:: TASK PROMPT ::
Copy each row below unchanged, except swap "separate" for "disjoint" wherever it appears.

--- start of DATA ---

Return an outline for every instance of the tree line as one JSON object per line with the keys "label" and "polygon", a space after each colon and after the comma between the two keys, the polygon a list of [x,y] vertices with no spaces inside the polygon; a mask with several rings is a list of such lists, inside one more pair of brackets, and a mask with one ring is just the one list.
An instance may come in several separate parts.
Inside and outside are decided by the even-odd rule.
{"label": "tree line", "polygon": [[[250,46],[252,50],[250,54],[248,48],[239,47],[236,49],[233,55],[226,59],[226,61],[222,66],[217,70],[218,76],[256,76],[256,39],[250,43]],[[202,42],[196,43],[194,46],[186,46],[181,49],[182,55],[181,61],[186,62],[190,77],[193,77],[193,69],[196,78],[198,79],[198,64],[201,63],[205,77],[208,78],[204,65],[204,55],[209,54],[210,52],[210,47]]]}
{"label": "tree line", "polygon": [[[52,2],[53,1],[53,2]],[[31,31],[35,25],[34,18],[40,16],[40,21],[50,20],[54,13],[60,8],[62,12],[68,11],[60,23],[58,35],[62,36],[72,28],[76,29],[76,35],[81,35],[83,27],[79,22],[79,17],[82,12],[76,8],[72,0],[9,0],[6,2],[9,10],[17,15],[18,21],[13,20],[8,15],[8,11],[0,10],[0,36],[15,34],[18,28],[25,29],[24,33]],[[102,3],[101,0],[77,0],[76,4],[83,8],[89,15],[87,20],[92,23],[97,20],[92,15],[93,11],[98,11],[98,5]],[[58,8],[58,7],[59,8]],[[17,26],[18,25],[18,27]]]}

--- end of DATA ---

:: TASK RESPONSE ::
Return an outline for every instance of the tree line as one JSON object per line with the keys "label" and "polygon", a space after each colon and after the comma between the two keys, the polygon a list of [x,y] vertices with no spaces inside the polygon; a mask with several rings is a list of such lists, inside one more pair of brackets, and a mask with one ring is just the one list.
An instance may come in several disjoint parts.
Inside and outside are decided by the even-odd rule.
{"label": "tree line", "polygon": [[[250,46],[252,50],[250,54],[248,48],[239,47],[236,49],[233,55],[226,59],[226,61],[222,66],[217,70],[218,76],[256,76],[256,39],[250,43]],[[202,42],[196,43],[194,46],[186,46],[181,49],[182,55],[181,61],[186,62],[190,77],[193,77],[193,69],[196,78],[198,79],[198,64],[201,63],[205,77],[208,78],[204,65],[204,55],[209,54],[210,52],[210,47]]]}
{"label": "tree line", "polygon": [[[52,2],[53,1],[53,2]],[[31,31],[35,25],[34,18],[40,16],[40,21],[50,20],[54,13],[60,8],[62,12],[68,11],[60,23],[58,35],[62,36],[72,28],[76,29],[76,35],[81,35],[83,27],[79,22],[79,17],[82,12],[76,8],[72,0],[9,0],[6,2],[9,10],[17,15],[18,21],[13,20],[8,15],[8,11],[0,10],[0,36],[15,34],[18,28],[25,29],[24,33]],[[102,3],[101,0],[77,0],[76,4],[83,8],[89,15],[87,20],[92,23],[97,20],[92,15],[93,11],[98,11],[98,5]],[[58,8],[58,7],[59,8]],[[17,26],[18,25],[18,27]]]}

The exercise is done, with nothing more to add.